# How Long Should They Burn?



## big rockpile (Feb 24, 2003)

Wanting to use couple of these Lights.How long shout they burn off a 12v 75 Amp Hour Marine Deep Cycle Battery?

Web Store - Custom Fitz L.E.D. and H.I.D. lighting

big rockpile


----------



## AVanarts (Jan 2, 2011)

OK, 12 volts times 75 amp hours gives you 900 watt hours.

You probably shouldn't discharge that battery beyond 50% to keep a decent lifetime, so 450 useable watt hours. 

The light uses 50 watts, so 450 watt hours divided by 50 watts will give you 9 hours of light. That's assuming one light and one battery.


----------



## tkrabec (Mar 12, 2003)

Ideally you want to use less than 20% of the battery's capacity for longevity, ie the more you discharge a bettery the less often you can charge it. Also don't forget to take into account inefficiencies. so figure 8-8.5 hrs using AVanarts figures.


----------



## big rockpile (Feb 24, 2003)

Ok I'm wanting to use two of these Lights for Gigging on my Boat,without using a generator.Most they would be used is 6 Hours a night.

My understanding is Deep Cycle Batteries develope a Memory so best to completly draw them down before recharging.I'm thinking LED Lights will draw less.

Either way if I get couple of these Lights and maybe couple Batteries will be far cheaper than Buying and Running a Generator.

big rockpile


----------



## AVanarts (Jan 2, 2011)

Lead acid batteries don't develope a memory so there's no problem there. The old Ni/Cad batteries that were used in cordless phones and stuff like that did develope a memory, but I haven't even seen those in a while.


----------



## fantasymaker (Aug 28, 2005)

Led are not real efficant Id go for a inverter and CFLs in the Daylight not the soft whites.
Menards here has a 3 pack of 60 watt equivilents for 99cents a pack!


----------



## Jim-mi (May 15, 2002)

I have to disagree with the last post. 
LED's are very efficient.
What about the inefficiency of the inverter....
And since this is for fishing it is far safer to keep it at 12vdc rather than water/120vac hazards.
With a 12vdc LED lamp you could even let the lamp go totally under water--Safely.

Those ultra cheap CFLs are what gives CFLs a bad name ----short life cheap......

Ya get what ya pay for . . . . . . .cheaper is not always better..........


----------

## Task list:
1. In the battery thread, how many hours of light does AVanarts work out for one 50-watt light on one battery?
2. Write out everything in the battery thread from "## tkrabec (Mar" down to "Hours a night.".

## Provided data:
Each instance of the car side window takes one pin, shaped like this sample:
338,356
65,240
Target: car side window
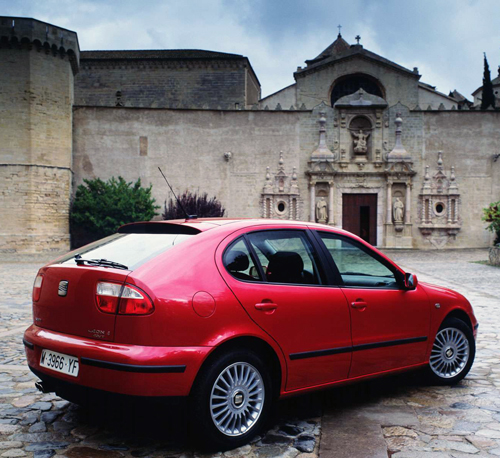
286,256
239,263
356,266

## Answers per task:
1. 9 hours

2.
## tkrabec (Mar 12, 2003)

Ideally you want to use less than 20% of the battery's capacity for longevity, ie the more you discharge a bettery the less often you can charge it. Also don't forget to take into account inefficiencies. so figure 8-8.5 hrs using AVanarts figures.


----------



## big rockpile (Feb 24, 2003)

Ok I'm wanting to use two of these Lights for Gigging on my Boat,without using a generator.Most they would be used is 6 Hours a night.